(Dataset entries)
◇ ◇ ◇ ◇

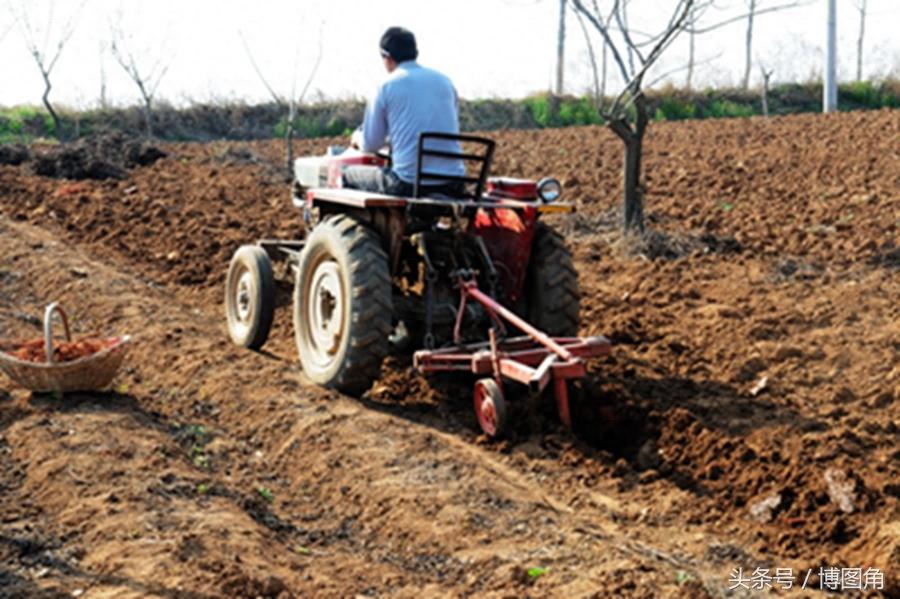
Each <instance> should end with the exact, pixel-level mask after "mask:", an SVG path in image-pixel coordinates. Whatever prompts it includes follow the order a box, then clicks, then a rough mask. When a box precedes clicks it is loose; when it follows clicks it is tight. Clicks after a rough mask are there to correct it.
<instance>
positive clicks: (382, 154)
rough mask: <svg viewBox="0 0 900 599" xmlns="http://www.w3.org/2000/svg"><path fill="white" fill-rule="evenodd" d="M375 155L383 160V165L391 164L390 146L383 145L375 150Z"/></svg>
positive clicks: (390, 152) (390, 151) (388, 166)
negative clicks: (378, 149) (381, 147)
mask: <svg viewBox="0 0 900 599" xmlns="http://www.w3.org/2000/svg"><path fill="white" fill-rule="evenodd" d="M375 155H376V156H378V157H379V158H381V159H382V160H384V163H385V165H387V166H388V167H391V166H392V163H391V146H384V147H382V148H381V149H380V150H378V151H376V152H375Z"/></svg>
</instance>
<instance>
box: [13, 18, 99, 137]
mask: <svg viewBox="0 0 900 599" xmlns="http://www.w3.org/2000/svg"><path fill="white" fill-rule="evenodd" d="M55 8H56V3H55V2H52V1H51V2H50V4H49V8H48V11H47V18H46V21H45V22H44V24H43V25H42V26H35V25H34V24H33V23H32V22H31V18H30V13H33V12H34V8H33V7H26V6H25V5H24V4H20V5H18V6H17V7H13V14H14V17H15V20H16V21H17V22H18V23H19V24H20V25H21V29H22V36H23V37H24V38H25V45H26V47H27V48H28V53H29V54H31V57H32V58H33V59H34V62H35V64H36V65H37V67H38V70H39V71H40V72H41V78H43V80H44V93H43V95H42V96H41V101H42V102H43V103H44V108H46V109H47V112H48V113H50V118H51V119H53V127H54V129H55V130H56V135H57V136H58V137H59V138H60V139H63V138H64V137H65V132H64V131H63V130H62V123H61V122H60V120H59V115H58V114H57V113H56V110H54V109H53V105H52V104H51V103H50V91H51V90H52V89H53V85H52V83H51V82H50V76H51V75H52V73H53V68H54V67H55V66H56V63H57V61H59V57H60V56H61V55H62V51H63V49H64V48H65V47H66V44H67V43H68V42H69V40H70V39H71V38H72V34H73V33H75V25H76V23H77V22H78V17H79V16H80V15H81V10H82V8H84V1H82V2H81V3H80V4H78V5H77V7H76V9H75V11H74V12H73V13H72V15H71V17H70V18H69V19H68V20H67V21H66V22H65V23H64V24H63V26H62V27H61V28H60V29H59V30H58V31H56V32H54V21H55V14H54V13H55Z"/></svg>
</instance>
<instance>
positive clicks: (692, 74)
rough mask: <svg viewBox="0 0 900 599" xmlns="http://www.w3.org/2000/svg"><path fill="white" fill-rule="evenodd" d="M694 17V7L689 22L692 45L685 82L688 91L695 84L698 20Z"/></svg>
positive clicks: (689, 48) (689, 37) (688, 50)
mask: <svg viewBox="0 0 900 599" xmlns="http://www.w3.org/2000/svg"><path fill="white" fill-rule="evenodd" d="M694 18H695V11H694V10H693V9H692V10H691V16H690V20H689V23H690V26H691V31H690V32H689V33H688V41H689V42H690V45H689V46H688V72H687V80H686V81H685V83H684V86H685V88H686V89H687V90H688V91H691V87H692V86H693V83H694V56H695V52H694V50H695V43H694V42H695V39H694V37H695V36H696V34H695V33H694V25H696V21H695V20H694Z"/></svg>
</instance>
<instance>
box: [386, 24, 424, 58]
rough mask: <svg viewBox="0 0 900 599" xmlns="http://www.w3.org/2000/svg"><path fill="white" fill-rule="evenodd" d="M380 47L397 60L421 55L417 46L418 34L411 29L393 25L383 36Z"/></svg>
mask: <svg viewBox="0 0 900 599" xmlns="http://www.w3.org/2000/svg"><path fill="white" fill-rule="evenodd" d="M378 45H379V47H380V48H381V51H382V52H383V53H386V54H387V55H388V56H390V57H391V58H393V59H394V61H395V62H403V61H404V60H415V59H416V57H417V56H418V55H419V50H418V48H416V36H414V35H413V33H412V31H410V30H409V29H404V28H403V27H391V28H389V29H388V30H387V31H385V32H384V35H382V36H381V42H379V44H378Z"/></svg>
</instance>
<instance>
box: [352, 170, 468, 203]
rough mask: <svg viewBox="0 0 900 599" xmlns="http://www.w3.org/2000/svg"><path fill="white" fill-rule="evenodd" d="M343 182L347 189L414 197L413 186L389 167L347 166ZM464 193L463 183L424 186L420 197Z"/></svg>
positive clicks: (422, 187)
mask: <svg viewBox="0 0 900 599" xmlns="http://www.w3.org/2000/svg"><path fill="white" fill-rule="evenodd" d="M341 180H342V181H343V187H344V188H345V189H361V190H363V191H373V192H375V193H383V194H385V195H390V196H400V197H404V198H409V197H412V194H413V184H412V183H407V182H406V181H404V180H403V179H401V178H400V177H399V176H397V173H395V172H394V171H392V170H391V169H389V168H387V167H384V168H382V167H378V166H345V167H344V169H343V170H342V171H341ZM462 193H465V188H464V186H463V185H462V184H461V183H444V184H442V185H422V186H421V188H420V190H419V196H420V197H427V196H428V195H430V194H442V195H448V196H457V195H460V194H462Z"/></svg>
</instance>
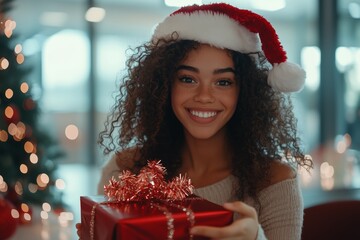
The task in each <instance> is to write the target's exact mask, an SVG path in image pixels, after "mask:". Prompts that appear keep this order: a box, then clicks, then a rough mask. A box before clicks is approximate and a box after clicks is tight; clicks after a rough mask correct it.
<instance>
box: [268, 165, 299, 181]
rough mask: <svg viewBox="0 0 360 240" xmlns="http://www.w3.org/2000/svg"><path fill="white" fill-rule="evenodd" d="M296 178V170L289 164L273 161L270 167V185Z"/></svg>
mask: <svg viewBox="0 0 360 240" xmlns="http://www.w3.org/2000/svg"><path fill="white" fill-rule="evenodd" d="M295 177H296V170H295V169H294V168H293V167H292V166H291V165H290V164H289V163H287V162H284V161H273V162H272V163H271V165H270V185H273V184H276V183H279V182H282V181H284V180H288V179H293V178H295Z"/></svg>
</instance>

◇ ◇ ◇ ◇

**The problem**
Give the lines again exactly, starting where the entries begin and stopping once the line with "155L383 160V165L391 164L390" is included; pictures are not copied.

**Solution to the problem**
Each <instance> should end with the exact, pixel-level mask after "mask:", an SVG path in image-pixel coordinates. Whatever prompts it includes follow the order a box, then clicks, then a rough mask. When a box precedes clicks it is loose; when it follows clicks it is tight. Clicks after a rough mask are there to correct it.
<instance>
positive clicks: (382, 154)
rough mask: <svg viewBox="0 0 900 599" xmlns="http://www.w3.org/2000/svg"><path fill="white" fill-rule="evenodd" d="M375 155L383 160V165L391 164L390 146L383 145L375 150Z"/></svg>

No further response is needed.